Revenu Universel, Salaire à vie, Garantie d’emploi

Quels enjeux de sociétés ? (publié Fev. 2017)

Depuis 40 ans, les politiques d’austérité, inspirées du libéralisme, se sont traduites par un chômage massif, générateur de misère économique et  sociale et de menaces pour la démocratie.

Au cœur des enjeux de la campagne présidentielle 2017, différentes propositions de sortie de crise  se sont imposées dans les débats, sur des lignes divergentes. Les solutions avancées clivent  sur la place du travail salarié dans notre société et les marges de manœuvre existant à l’intérieur même du  système capitaliste.

• **INFORMATIONS AFFICHÉES**:
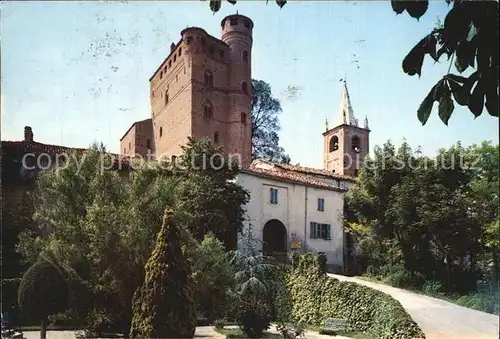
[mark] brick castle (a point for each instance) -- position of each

• **EXERCICE ÉCRIT 1**: Recopiez le passage du texte sur le revenu universel en commençant aux mots « Quels enjeux de » et en vous arrêtant après « du  système capitaliste. ».
• **EXERCICE ÉCRIT 2**: Dites si chaque affirmation concorde avec le texte sur le revenu universel, par oui ou non, en citant les mots du texte qui tranchent. (a) Les politiques d'austérité sont menées depuis 40 ans. (b) Les propositions de sortie de crise suivent toutes la même ligne. (c) Le texte a été publié en 2017.
• **EXERCICE ÉCRIT 3**: Résumez le texte sur le revenu universel en deux phrases.
Les lignes n'ont aucun rôle dans ces exercices.

• **RÉPONSE COMPLÈTE 1**:
Quels enjeux de sociétés ? (publié Fev. 2017)

Depuis 40 ans, les politiques d’austérité, inspirées du libéralisme, se sont traduites par un chômage massif, générateur de misère économique et  sociale et de menaces pour la démocratie.

Au cœur des enjeux de la campagne présidentielle 2017, différentes propositions de sortie de crise  se sont imposées dans les débats, sur des lignes divergentes. Les solutions avancées clivent  sur la place du travail salarié dans notre société et les marges de manœuvre existant à l’intérieur même du  système capitaliste.

• **RÉPONSE COMPLÈTE 2**:
(a) Oui : « Depuis 40 ans, les politiques d’austérité ».
(b) Non : « sur des lignes divergentes ».
(c) Oui : « (publié Fev. 2017) ».

• **RÉPONSE COMPLÈTE 3**: Depuis 40 ans, les politiques d'austérité inspirées du libéralisme ont provoqué un chômage massif, source de misère économique et sociale et de menaces pour la démocratie. Pendant la campagne présidentielle de 2017, plusieurs propositions de sortie de crise divergentes s'opposent sur la place du travail salarié et sur les marges de manœuvre à l'intérieur du système capitaliste.